--- start Provided information ---

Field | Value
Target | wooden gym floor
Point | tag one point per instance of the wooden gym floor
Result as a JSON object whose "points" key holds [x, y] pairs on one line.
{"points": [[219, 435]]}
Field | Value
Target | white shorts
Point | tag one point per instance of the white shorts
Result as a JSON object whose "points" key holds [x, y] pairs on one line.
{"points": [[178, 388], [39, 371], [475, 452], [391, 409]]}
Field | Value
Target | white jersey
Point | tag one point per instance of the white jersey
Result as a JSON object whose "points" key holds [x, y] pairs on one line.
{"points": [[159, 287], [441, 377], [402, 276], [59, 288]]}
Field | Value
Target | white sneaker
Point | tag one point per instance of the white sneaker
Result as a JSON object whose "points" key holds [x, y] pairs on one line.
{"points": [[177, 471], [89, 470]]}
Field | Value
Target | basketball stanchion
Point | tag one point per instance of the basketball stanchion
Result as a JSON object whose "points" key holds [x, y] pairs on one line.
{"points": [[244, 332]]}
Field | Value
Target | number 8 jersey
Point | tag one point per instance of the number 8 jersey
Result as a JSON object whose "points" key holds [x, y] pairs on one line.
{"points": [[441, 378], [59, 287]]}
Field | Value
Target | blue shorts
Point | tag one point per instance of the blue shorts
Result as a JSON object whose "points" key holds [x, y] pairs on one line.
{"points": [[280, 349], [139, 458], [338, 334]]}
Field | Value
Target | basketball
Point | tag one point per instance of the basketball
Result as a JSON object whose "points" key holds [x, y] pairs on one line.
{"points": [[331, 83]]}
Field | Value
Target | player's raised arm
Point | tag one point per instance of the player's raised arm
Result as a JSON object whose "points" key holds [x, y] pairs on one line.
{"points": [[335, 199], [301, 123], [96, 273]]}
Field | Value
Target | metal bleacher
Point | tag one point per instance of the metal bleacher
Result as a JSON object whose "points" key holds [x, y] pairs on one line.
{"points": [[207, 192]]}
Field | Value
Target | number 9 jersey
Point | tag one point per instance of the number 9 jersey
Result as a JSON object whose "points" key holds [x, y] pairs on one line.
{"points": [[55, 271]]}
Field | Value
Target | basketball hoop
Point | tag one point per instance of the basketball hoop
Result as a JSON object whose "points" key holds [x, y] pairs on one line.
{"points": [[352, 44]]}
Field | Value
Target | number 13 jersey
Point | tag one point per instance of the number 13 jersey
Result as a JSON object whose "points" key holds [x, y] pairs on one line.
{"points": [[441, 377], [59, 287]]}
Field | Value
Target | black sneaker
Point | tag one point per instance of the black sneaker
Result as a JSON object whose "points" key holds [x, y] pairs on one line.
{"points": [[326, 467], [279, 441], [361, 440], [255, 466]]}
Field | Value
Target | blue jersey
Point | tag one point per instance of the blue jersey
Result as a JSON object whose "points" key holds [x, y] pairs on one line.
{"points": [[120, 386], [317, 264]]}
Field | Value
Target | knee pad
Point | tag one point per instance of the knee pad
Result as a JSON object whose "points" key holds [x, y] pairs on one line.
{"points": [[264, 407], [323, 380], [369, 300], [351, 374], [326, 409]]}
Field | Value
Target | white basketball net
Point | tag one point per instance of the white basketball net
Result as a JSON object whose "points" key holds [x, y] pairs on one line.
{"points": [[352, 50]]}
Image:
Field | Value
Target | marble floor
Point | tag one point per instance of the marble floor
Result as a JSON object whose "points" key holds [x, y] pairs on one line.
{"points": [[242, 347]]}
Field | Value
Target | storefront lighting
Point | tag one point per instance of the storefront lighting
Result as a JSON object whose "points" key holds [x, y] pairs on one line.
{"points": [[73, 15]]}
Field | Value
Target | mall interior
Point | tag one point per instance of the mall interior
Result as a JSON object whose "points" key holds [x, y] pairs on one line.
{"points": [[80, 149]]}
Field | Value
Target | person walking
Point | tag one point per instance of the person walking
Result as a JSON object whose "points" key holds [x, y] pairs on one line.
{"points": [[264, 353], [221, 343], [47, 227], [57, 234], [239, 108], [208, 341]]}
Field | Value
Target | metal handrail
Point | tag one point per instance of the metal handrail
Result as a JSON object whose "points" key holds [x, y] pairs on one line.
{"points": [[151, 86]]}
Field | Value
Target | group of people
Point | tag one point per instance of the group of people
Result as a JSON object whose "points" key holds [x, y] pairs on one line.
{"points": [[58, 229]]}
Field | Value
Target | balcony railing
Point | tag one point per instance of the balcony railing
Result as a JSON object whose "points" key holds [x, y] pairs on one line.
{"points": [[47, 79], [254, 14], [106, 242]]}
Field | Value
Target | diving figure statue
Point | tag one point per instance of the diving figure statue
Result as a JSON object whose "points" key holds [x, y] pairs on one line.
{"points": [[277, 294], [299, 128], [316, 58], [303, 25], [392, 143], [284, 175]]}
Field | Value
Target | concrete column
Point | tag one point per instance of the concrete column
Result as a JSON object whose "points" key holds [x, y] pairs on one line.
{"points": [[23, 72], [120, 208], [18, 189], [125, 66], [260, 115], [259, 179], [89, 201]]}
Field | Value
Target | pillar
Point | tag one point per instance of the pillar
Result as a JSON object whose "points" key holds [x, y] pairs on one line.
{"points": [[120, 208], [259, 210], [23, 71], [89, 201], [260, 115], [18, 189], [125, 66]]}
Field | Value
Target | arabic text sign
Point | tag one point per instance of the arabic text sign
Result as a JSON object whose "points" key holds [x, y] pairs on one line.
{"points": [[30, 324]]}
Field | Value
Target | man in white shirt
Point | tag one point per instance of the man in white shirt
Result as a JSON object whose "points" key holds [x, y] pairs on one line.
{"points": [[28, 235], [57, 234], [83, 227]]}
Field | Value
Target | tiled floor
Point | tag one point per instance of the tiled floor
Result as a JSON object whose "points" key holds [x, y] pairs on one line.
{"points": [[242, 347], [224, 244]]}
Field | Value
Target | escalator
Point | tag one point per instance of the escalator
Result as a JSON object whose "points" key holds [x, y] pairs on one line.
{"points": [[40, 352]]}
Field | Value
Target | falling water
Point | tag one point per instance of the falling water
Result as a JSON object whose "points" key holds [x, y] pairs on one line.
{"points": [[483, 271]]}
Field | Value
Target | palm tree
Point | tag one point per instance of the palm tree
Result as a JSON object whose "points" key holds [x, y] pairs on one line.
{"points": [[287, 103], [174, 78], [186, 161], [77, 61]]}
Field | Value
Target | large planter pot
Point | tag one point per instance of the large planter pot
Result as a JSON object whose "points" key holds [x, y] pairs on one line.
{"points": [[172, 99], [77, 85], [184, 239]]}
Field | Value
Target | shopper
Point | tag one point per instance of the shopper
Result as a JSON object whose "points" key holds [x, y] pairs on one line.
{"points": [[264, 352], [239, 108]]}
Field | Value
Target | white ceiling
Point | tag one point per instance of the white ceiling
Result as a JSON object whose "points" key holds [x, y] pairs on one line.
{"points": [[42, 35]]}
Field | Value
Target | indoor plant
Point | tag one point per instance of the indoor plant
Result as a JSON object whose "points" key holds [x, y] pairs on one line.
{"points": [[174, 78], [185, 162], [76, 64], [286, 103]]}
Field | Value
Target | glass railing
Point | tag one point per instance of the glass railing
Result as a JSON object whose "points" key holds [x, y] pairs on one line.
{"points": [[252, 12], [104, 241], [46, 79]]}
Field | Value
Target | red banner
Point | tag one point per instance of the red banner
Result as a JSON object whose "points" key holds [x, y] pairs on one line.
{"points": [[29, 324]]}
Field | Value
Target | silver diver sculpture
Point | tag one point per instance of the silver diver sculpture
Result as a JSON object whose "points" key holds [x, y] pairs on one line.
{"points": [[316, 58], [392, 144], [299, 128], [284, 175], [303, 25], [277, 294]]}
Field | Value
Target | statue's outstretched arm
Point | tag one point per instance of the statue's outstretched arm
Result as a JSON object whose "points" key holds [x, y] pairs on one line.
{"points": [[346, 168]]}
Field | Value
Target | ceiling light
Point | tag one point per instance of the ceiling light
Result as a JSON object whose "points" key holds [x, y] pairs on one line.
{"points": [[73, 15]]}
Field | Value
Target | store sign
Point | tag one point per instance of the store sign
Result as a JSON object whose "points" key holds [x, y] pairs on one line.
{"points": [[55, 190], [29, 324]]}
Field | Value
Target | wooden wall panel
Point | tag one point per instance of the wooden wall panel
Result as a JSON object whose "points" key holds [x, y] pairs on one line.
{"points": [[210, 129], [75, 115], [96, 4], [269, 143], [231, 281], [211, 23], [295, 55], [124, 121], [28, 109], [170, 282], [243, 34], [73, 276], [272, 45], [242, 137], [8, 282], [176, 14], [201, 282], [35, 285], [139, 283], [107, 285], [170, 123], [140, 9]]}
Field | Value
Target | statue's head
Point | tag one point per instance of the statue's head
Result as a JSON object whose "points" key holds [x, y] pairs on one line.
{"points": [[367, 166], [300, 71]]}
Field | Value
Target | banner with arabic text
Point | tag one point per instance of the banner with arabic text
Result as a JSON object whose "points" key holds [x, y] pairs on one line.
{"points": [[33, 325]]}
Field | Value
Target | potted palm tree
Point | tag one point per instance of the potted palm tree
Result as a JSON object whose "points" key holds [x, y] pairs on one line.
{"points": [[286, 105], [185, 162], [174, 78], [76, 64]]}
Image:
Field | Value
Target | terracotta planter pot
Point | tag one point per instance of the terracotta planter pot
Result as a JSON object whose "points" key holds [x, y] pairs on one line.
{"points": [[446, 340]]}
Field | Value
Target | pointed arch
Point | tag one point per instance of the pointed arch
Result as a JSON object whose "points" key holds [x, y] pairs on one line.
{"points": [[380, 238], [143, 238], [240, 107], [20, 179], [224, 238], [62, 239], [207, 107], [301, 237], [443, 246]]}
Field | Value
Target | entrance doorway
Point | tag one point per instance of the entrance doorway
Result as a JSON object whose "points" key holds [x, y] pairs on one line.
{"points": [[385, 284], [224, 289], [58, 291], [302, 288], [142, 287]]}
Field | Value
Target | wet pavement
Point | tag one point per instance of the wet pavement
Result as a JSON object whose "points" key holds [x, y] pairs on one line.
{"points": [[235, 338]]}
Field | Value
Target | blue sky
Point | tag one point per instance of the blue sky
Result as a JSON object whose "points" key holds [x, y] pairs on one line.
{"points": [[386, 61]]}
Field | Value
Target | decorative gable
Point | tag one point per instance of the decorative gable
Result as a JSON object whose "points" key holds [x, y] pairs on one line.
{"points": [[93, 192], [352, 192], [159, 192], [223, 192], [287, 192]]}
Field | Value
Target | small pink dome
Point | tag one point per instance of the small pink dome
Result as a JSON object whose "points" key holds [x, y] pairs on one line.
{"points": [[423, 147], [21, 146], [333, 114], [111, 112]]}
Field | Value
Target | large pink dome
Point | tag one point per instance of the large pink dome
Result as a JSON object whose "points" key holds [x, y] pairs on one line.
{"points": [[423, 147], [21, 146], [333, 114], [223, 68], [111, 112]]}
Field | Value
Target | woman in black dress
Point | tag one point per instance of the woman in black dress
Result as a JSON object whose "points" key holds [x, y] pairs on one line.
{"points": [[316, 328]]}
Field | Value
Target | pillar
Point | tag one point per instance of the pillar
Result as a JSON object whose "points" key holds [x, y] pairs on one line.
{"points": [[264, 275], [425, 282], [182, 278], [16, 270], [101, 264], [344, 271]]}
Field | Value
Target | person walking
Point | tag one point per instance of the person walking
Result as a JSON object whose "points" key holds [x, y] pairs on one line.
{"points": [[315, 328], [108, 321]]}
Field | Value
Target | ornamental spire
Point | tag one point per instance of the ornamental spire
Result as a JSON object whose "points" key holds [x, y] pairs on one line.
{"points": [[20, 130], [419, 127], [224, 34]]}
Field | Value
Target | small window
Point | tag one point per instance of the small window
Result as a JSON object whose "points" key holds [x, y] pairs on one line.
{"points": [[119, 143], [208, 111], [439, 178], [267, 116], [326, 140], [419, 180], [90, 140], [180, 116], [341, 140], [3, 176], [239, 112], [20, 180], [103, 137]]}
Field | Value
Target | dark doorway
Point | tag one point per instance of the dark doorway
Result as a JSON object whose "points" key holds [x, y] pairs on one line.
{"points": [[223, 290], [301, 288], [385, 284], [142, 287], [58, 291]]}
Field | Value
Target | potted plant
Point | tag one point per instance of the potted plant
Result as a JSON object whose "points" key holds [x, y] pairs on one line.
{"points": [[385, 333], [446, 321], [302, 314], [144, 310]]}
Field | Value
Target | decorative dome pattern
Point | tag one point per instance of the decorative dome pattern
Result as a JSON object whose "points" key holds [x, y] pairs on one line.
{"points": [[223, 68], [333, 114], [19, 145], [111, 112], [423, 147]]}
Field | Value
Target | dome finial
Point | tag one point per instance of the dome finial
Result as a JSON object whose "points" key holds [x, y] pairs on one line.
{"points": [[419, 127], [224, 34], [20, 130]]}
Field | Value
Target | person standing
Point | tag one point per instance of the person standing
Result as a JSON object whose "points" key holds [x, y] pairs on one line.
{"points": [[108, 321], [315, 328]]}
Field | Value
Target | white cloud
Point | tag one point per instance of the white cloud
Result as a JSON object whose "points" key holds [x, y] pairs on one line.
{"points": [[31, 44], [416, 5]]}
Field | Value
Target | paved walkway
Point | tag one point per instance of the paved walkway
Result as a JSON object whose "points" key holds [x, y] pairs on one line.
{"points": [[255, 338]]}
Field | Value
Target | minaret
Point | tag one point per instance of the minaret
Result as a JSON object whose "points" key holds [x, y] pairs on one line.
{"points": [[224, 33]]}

--- end Provided information ---

Show each line of the records above that contains the string "hoop".

- [Answer to this exercise]:
Target | basketball hoop
Point | tag one point per instance of the basketball hoop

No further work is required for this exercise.